Exercise prompt: Starting with the line that contains "Target: golden brown crust", reproduce each line through the end of the listing below, with no other output.

Task data:
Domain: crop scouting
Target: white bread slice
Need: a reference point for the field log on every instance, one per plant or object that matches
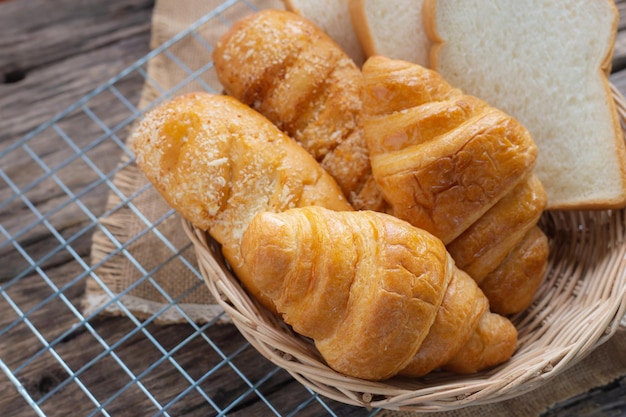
(333, 17)
(546, 63)
(394, 29)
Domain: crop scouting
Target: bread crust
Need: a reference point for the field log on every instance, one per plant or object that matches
(372, 291)
(286, 68)
(563, 194)
(219, 163)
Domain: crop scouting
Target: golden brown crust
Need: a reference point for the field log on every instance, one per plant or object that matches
(365, 287)
(370, 290)
(484, 245)
(453, 165)
(457, 318)
(512, 286)
(493, 342)
(441, 158)
(218, 163)
(289, 70)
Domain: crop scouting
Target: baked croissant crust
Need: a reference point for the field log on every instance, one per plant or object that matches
(289, 70)
(453, 165)
(219, 163)
(372, 291)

Reply to the exercise:
Target: golden brown crust
Need: a reference point for the field log on every instance, one per plant or object that matches
(365, 287)
(370, 290)
(484, 245)
(453, 165)
(457, 318)
(512, 286)
(493, 342)
(441, 158)
(218, 163)
(289, 70)
Domain: crop scouting
Target: baked croissant crust
Need: a reference point for the field log on every instance, one per plant or object that matches
(289, 70)
(453, 165)
(219, 163)
(372, 291)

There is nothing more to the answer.